### What the task asks:
Your answer should consist of the lines in the data below that contain "white".

### Provided data:
- Opening Delimiter -

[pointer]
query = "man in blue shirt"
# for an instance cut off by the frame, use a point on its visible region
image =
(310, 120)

- Closing Delimiter -
- Opening Delimiter -

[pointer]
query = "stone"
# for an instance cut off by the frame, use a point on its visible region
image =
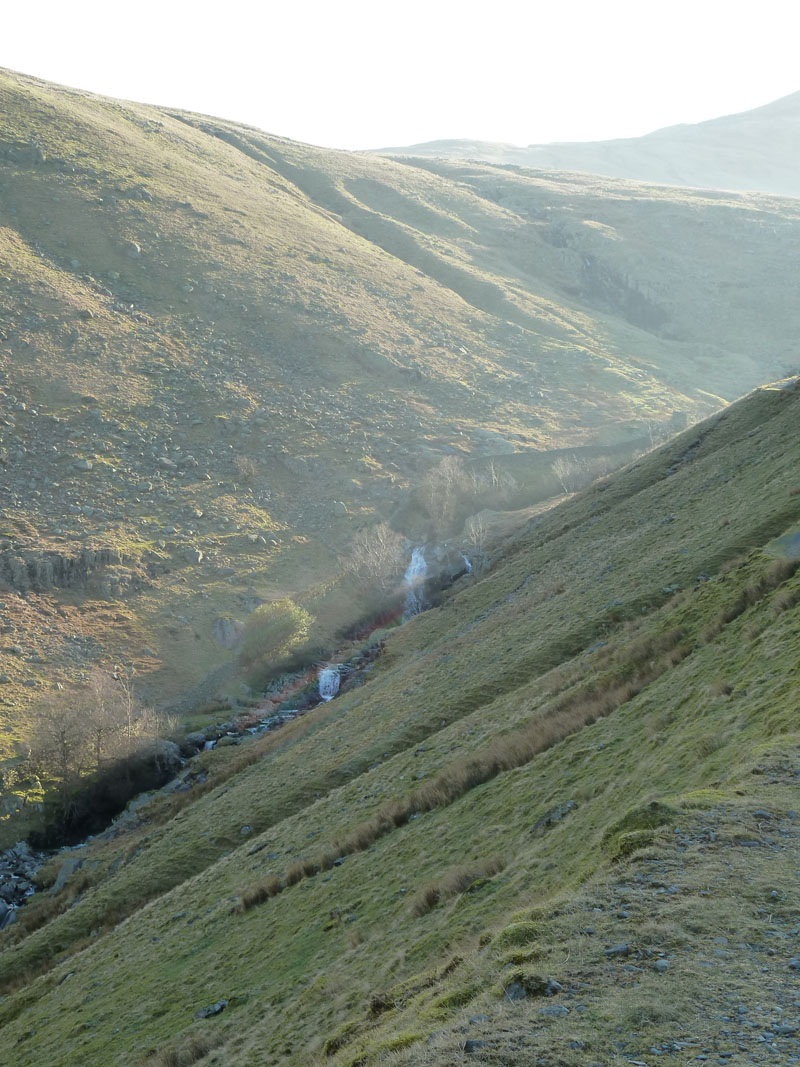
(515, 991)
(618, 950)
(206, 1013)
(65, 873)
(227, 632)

- Closing Delimiter -
- Opening Delimiter -

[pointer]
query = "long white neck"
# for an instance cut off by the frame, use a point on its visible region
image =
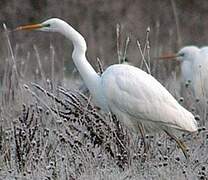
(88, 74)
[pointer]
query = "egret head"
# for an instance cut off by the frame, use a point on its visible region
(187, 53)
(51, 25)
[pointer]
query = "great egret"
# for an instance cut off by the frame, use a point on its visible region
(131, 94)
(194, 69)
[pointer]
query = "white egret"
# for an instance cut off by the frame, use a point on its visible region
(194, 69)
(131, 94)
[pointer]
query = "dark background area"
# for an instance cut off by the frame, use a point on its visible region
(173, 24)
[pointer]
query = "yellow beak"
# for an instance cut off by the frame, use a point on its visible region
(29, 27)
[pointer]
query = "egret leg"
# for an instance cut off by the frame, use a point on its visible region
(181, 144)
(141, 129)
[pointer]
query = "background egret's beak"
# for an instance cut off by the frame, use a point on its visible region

- Closing Delimiter -

### Finished exercise:
query = "long white neck"
query = "white egret"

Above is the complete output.